-------- RECORDS TO USE --------
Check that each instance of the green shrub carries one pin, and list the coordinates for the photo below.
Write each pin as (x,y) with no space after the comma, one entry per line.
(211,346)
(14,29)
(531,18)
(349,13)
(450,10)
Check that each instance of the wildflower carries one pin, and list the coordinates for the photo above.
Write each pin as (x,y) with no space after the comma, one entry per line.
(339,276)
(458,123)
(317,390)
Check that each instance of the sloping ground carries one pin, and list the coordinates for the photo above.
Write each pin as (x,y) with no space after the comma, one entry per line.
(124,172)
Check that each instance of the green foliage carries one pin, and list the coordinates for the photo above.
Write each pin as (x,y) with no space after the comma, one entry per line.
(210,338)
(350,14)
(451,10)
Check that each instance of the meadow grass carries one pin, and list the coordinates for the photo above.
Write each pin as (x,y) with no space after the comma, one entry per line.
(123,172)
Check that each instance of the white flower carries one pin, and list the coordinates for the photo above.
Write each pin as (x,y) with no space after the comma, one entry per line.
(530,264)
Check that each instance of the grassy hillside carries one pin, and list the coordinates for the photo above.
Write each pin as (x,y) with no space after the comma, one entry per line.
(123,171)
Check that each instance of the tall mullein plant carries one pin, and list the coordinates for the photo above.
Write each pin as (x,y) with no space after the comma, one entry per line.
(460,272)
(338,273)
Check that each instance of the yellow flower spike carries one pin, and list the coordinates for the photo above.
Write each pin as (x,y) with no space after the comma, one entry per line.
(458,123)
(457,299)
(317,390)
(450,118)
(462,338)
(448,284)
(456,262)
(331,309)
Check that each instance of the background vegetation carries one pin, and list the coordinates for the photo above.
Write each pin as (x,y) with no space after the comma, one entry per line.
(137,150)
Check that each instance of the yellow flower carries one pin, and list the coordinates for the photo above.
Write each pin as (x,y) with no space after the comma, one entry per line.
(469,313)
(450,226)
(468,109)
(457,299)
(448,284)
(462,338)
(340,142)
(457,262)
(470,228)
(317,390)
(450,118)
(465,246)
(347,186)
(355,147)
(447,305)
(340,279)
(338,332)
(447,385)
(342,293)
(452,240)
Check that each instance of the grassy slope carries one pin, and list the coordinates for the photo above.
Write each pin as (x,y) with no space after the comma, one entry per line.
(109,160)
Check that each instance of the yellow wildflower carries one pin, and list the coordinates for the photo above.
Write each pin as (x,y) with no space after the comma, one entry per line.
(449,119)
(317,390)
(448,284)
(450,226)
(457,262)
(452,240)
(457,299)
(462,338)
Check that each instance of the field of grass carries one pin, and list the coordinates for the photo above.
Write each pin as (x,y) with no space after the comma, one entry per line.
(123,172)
--------
Restate the whole listing exactly.

Check that each instance of the green shrub carries one pin, and list the coordinates for the photo below.
Write each pin as (x,y) with no space after the comma, one entry per line.
(211,346)
(14,29)
(531,18)
(349,13)
(450,10)
Check that each instance of the wildflower carries one pin, and list the coordinates for the photo above.
Write each pin as (x,y) with no space after the comma, one entry per line.
(339,276)
(458,123)
(317,390)
Check that each instance of the sloping ground carries one pin, and list the coordinates for the photo above.
Write each pin as (x,y) with no space after the comma, one entry per line.
(124,172)
Check that each instance of the green foliage carries one pin, and list the coordinates for the photo above.
Write each pin as (x,y) with no space after the comma, one entry per line.
(210,338)
(350,14)
(451,10)
Check that each instance of the meadow grass carries one pin, and list the coordinates for the photo above.
Write each pin as (x,y) with no space after the comma, one entry per line.
(123,172)
Check that each instance of the white flower carries one pin, and list the coordinates for the photo above.
Write each pin as (x,y) with no space after the comma, one entry per line.
(530,264)
Check that each instance of the grassy hillside carries one pin, and list the coordinates for the photo above.
Write each pin as (x,y) with no space after the comma, one entry per line.
(123,171)
Check that each instance of the tall mullein plant carries one pin, and list the coordinates for the photo above.
Write each pin as (x,y) with no space after the comma, one entry per line.
(460,272)
(338,273)
Check that each instance of the yellow flower spike carries one pin, and list the coordinates for the photo above.
Write each pin as (x,y) with no space after the comma, one entry per line.
(458,123)
(457,299)
(317,390)
(450,118)
(462,338)
(448,284)
(456,262)
(331,309)
Check that each instance of the background vegetation carries one pin, and list the coordinates for the photo above.
Write each pin as (x,y) with no space after the comma, one entry per line.
(137,150)
Check that each instance of the yellow flower carries one pin, and list the coordinates for the photo above.
Write each pin as (x,y) with no space after the comma, one entry per line.
(469,313)
(450,226)
(468,109)
(457,299)
(448,284)
(462,338)
(340,142)
(457,262)
(470,228)
(317,390)
(450,118)
(465,246)
(347,186)
(355,147)
(447,305)
(340,279)
(338,332)
(447,385)
(342,293)
(452,240)
Check that each instance of the grassy slope carries one pin, and list the coordinates for the photo above.
Write each pin as (x,y) with no space after the comma, one entry per line.
(109,160)
Check that each instance of the yellow wildflower carries one pin, and list the coordinates for the photo above.
Write each pin as (x,y) with no space after the comma, one entry per line.
(449,119)
(317,390)
(448,284)
(450,226)
(457,262)
(452,240)
(457,299)
(462,338)
Check that each instance of the field of grass carries one pin, and list the coordinates for the photo above.
Write each pin as (x,y) with no space after the comma, one entry per line.
(123,172)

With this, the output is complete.